• [WRITTEN REQUEST A]
The excerpt on shared shortest paths in a grid says to compute Manhattan distances between certain pairs of points. Name every pair it lists.

• [EXCERPT TO READ]
####

The optimal overlap happens when both travelers move together as long as the cell remains compatible with shortest-path constraints for both destinations. The moment one direction becomes incompatible, the paths must diverge.
This leads to a direct geometric formula based on Manhattan distances between points.
| Approach | Time Complexity | Space Complexity | Verdict |
|---|---|---|---|
| Enumerate paths | exponential | exponential | Too slow |
| Geometry with Manhattan distances | O(1) | O(1) | Accepted |
Algorithm Walkthrough
- Compute the Manhattan distances between all relevant pairs of points: from A to B, A to C, and B to C. These distances fully describe shortest path geometry in a grid.
- Observe that if both travelers share a path for as long as possible, they effectively move together from A until a point where continuing together would force at least one of them to take a non-shortest detour. This divergence is determined entirely by how far B and C are from each other relative to A.

####

• [RECORDS SUPPLIED]
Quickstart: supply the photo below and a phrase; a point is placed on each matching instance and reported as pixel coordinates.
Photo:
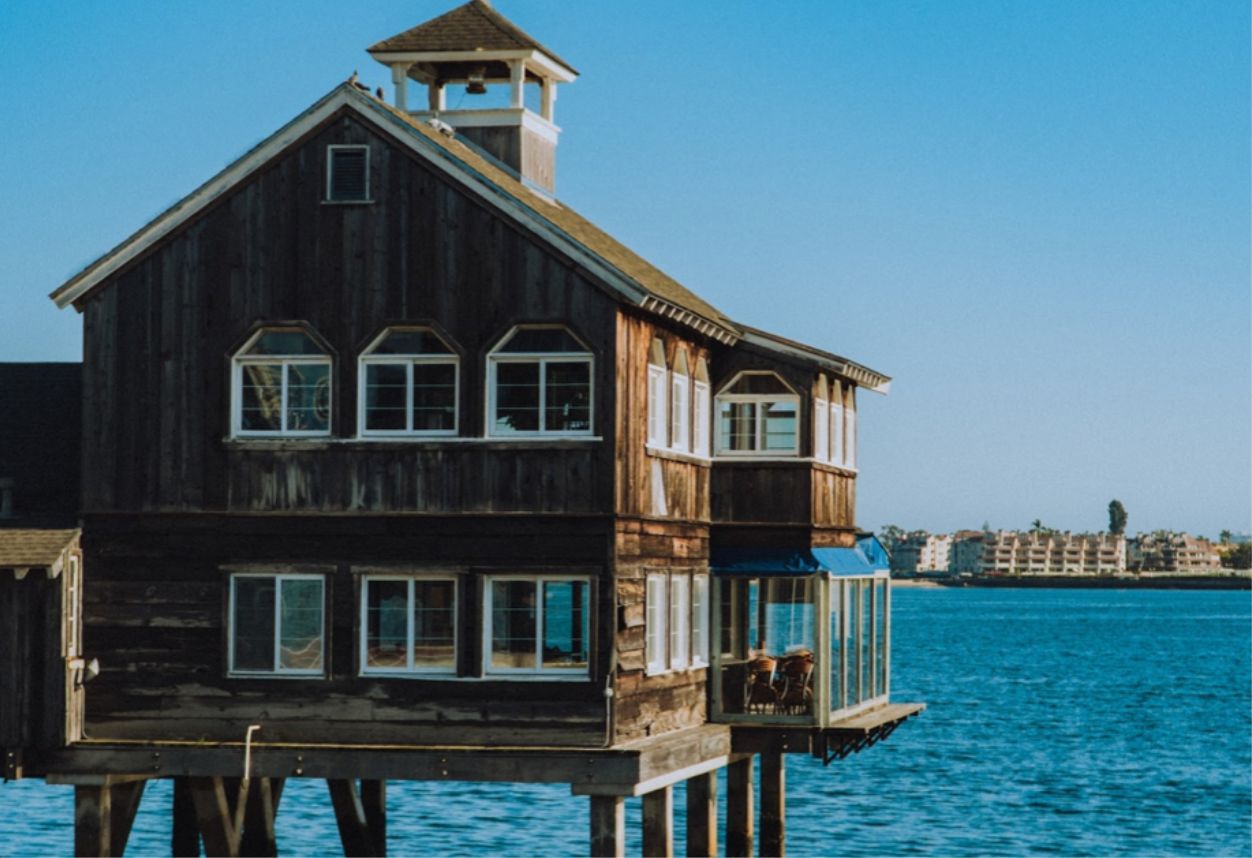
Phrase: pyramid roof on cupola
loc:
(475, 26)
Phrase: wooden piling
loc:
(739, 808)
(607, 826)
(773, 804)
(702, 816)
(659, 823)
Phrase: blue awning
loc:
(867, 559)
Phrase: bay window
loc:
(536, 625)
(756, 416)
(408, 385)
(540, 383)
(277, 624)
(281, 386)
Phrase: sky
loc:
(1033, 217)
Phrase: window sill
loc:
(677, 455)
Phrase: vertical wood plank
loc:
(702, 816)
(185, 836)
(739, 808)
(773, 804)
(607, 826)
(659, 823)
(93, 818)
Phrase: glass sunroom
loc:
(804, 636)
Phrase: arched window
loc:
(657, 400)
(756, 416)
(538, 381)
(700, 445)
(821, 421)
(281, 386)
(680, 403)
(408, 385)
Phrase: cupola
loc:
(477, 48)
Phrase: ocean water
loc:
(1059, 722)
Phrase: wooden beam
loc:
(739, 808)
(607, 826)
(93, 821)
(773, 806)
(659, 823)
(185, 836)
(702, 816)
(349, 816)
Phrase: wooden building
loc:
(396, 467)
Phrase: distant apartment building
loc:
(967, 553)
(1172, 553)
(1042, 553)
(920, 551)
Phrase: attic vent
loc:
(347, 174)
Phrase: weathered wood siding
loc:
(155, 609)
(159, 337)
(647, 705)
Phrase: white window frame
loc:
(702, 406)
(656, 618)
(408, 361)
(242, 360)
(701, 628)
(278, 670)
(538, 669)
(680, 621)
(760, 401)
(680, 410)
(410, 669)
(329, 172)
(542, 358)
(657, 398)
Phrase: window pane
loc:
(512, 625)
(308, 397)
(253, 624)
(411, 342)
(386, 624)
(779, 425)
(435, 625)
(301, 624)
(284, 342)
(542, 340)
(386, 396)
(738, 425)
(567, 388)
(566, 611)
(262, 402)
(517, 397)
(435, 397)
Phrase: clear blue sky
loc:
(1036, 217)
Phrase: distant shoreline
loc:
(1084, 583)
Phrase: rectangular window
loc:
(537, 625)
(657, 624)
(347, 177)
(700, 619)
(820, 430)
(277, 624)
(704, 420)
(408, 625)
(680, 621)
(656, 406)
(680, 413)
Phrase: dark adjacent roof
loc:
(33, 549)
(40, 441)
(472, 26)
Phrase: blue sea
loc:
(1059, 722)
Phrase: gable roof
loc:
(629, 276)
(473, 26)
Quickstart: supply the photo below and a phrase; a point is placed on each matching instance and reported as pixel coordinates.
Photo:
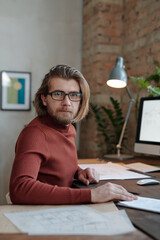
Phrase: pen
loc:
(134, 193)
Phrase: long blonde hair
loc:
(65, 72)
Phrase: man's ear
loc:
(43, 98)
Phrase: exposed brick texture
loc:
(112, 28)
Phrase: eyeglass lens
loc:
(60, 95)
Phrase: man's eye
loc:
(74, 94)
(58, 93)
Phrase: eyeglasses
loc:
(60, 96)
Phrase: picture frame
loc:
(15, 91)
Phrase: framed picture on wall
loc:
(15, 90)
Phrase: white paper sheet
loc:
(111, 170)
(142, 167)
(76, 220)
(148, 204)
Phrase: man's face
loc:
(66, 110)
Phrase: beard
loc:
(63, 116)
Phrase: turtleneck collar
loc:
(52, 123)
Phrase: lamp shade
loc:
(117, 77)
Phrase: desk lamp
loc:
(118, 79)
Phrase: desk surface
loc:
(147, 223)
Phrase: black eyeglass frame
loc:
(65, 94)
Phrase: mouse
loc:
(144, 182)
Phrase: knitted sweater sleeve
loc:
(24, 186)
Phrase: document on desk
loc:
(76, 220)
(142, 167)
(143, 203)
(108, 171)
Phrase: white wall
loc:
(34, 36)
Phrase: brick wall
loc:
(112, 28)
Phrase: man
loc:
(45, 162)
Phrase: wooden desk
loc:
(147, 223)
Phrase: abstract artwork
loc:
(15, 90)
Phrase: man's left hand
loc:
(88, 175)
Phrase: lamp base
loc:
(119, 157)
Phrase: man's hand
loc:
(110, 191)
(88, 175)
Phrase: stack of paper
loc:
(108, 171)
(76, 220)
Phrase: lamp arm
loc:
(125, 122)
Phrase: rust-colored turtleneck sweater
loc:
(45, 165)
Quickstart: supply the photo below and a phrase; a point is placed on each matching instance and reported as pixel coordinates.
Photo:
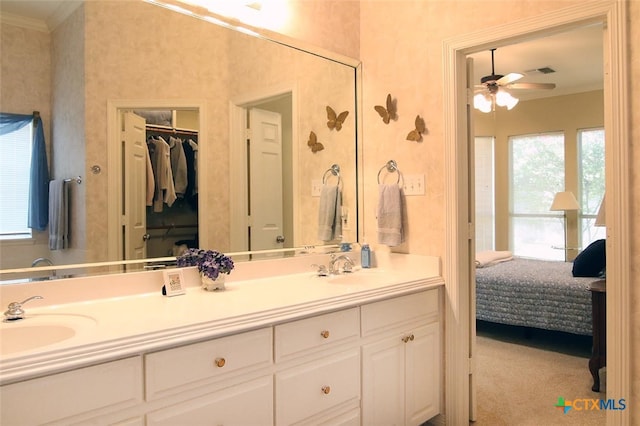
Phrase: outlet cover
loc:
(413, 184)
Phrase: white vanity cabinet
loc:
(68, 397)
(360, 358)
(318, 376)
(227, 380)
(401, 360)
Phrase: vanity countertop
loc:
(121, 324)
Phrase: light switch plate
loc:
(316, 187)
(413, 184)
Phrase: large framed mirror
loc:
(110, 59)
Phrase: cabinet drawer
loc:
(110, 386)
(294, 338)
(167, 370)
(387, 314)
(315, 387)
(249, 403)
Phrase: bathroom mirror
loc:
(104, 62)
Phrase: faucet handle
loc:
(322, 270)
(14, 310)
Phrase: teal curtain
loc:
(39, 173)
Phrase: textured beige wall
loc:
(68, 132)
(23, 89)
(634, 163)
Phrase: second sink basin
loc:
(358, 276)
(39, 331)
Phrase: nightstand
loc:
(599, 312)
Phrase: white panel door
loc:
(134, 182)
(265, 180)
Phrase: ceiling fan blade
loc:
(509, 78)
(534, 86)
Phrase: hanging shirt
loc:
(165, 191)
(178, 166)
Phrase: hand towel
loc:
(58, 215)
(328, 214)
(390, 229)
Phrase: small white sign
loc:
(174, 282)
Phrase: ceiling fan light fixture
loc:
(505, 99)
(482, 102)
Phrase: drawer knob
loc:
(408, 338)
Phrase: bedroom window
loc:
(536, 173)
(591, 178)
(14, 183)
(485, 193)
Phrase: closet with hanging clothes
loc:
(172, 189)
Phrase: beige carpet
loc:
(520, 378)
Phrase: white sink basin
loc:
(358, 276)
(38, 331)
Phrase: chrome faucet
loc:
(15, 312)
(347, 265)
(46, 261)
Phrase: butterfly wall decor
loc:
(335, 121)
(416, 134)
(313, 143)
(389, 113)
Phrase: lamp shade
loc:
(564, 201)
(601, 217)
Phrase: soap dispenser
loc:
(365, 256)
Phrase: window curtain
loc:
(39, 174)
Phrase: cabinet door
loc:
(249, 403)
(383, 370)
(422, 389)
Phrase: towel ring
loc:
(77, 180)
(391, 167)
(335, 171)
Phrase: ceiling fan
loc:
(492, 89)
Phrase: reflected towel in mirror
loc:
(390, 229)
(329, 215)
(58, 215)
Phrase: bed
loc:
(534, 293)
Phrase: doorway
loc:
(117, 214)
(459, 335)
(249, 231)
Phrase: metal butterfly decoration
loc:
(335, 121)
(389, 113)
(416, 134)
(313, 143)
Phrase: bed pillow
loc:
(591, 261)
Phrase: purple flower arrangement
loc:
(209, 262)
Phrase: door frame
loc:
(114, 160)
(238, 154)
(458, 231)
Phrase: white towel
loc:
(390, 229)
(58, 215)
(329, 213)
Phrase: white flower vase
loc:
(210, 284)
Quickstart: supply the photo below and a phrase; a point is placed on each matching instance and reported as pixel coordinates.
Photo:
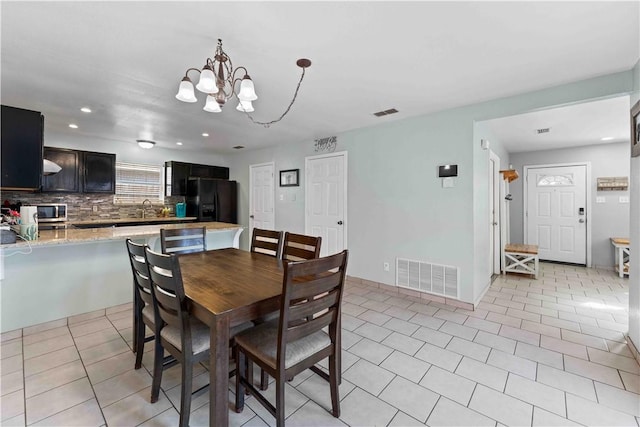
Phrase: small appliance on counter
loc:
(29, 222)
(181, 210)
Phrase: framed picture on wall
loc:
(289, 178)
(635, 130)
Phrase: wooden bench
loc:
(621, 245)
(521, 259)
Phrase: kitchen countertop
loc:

####

• [WRITTEN REQUEST B]
Show each line of the listing that contains the word "vanity".

• [TASK ANSWER A]
A to B, A to C, and B to C.

• [TASK ANSWER B]
Phrase: white vanity cabinet
Phrase: vanity countertop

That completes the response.